#### Supplied text
>> BEGIN

Richard Heathfield said:
santosh said:
Richard said:
Dead Loop said:
// more information
If I define p & p_const in a function as follows:
char *p = "Hello, world!";
const char *p_const = "Hello, world!";
It seems that a TI's compiler doesn't allow
p_const[0] = 'A';
but it allows
p[0] = 'A';
And MSVC6.0 doesn't allow both of them.
What about the C standard?
The C Standard says, in effect, "don't do that", but doesn't actually
prevent you from doing it. [...]
MSVC is within its rights to prevent modification of a string
literal, [...]
Can MSVC be a conforming compiler by preventing modification of string
literals?
Sure. If you try to do it, the behaviour is undefined, so all bets are off.
Implementations can do what they like, and that certainly includes
preventing the modification.

>> END

#### Problems
• A. In the C string-literal thread, what is the behavior when you try to modify a string literal?
• B. Using the C string-literal thread, say whether each statement agrees with it (yes or no), and quote the words that decide it: (i) A TI compiler allows the assignment p[0] = 'A'. (ii) The C Standard actually prevents you from modifying a string literal. (iii) An implementation may prevent modification of a string literal.

#### Data lines

>> BEGIN

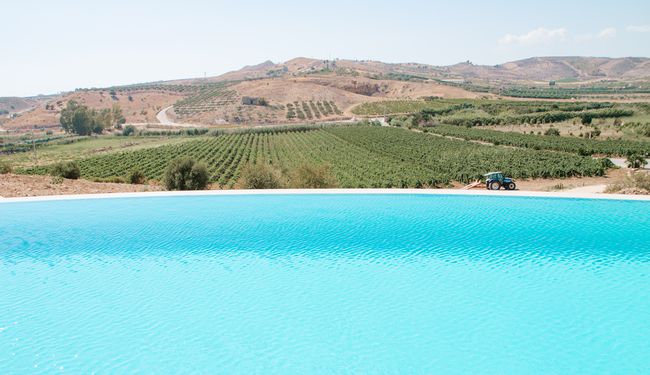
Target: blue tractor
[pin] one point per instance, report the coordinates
(496, 180)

>> END

#### Solutions in order
• A. It is undefined.

• B.
(i) Yes: "but it allows p[0] = 'A';"
(ii) No: "doesn't actually prevent you from doing it."
(iii) Yes: "Implementations can do what they like, and that certainly includes preventing the modification."